Sexism? or Stupidism?: Wikimedia Foundation – We will keep you in mind for “LESS CODE RELATED TASKS” and “oops, we rejected you by accident”




As a woman in the FOSS communities for over 15 years, I know the issues and have experienced sexism within and from without the community.

Some are ridiculous to me. Some are serious offenses. This time, I was offended.

In fact, one of my best friendships was forged in IRC in 2000 with someone who had no idea I was not male and made the statement that “women belong in the kitchen”. Of course, I demanded an apology, thus exposing myself as female.

You see, that is the great thing about IRC. That 1337 programmer giving assistance with C++ or Java, that could actually be a female and you had no idea!

I saw there was an opening for a Technical Writer at Wikimedia Foundation. You know… the Wikipedia people.
I had all the qualifications. So, I applied. Sounded righteous. It was remote with a few days in San Fran. I met all the requirements. On the first interview, I was asked if I used IRC. IRC! Of course. I was using IRC when lilo was running freenode. Tragic.

**Extracted material:**

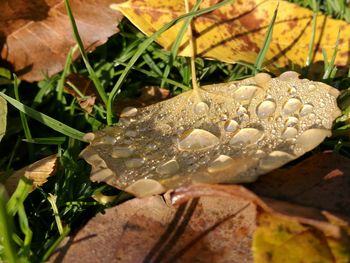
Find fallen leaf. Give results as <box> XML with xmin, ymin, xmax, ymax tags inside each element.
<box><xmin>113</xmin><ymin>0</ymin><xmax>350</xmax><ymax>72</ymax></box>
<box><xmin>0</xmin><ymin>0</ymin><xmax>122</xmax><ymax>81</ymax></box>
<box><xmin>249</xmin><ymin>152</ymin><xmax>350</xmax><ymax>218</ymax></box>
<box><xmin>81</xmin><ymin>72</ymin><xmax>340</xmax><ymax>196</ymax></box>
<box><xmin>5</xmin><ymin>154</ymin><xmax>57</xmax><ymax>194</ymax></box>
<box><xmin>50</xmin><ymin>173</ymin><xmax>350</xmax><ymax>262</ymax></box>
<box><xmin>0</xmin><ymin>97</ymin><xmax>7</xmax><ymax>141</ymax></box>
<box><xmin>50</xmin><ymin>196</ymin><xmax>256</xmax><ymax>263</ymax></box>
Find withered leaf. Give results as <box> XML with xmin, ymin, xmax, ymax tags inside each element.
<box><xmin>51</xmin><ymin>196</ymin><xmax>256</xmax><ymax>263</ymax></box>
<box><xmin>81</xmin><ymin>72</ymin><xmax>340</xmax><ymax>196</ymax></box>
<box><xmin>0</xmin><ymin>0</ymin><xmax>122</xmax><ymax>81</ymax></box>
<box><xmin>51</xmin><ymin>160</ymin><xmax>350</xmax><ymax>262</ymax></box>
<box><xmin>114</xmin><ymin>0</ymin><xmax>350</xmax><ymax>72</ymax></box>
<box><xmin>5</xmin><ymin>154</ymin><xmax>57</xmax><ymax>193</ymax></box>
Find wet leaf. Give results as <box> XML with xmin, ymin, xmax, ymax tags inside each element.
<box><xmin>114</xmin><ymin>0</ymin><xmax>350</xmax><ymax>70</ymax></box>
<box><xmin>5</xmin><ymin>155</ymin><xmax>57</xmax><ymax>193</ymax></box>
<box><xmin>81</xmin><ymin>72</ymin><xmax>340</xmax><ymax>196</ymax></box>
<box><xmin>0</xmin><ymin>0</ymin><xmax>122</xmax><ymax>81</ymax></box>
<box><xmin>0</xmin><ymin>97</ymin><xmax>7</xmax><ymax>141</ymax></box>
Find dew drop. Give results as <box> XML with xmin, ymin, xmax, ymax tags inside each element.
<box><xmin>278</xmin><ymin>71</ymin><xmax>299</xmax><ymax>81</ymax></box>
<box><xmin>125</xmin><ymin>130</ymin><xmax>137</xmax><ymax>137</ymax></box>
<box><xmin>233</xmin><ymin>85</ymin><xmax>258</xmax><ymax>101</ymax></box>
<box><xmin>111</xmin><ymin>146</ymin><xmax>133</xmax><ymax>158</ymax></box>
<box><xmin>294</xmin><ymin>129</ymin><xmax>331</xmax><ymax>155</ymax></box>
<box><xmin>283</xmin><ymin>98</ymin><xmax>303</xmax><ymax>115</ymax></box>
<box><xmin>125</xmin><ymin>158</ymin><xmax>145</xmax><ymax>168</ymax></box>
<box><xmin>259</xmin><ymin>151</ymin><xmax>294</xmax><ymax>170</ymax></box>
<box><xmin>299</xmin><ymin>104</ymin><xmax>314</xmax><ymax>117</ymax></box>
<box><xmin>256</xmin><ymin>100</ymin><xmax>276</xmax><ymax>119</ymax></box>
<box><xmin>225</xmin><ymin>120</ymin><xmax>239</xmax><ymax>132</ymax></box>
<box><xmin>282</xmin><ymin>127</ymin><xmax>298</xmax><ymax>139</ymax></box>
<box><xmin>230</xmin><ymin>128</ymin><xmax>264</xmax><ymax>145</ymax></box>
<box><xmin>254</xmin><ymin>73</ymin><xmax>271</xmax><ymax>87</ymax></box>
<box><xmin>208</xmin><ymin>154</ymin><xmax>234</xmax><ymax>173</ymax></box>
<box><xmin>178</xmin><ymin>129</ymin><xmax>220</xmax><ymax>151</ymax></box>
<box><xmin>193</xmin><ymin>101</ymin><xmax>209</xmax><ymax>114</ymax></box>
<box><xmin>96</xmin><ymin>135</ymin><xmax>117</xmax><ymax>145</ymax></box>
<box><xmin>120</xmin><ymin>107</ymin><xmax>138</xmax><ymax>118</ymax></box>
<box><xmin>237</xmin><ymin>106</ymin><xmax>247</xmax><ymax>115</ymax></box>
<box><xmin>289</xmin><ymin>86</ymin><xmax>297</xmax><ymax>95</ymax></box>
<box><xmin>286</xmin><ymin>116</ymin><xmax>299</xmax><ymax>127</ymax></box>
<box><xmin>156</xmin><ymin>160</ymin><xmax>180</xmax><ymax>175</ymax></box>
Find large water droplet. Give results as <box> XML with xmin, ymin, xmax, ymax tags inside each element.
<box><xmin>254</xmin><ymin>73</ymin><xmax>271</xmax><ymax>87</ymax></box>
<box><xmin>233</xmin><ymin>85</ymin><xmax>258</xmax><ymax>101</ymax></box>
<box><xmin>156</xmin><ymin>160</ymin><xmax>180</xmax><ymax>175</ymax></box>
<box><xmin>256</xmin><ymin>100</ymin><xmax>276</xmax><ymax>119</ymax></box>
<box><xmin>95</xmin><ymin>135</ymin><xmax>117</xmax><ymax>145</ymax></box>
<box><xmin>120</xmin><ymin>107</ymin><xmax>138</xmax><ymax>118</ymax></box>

**Task requirements:**
#1 In the blog post about the Wikimedia Foundation job application, give again the part that opens with the words containing "I saw there" and closes with "running freenode. Tragic.".
#2 List every phrase that appears inside quotation marks in the blog post about the Wikimedia Foundation job application.
#3 Based on the blog post about the Wikimedia Foundation job application, do these statements agree with it? Answer yes or no for each, and quote the deciding words.
(a) The writer has been part of FOSS communities for more than 15 years.
(b) The Technical Writer job required working full time in San Francisco.
(c) The friend met on IRC in 2000 knew from the start that the writer was female.

**Responses in order:**
#1
I saw there was an opening for a Technical Writer at Wikimedia Foundation. You know… the Wikipedia people.
I had all the qualifications. So, I applied. Sounded righteous. It was remote with a few days in San Fran. I met all the requirements. On the first interview, I was asked if I used IRC. IRC! Of course. I was using IRC when lilo was running freenode. Tragic.

#2
- LESS CODE RELATED TASKS
- oops, we rejected you by accident
- women belong in the kitchen

#3
(a) Yes: "As a woman in the FOSS communities for over 15 years"
(b) No: "It was remote with a few days in San Fran."
(c) No: "someone who had no idea I was not male"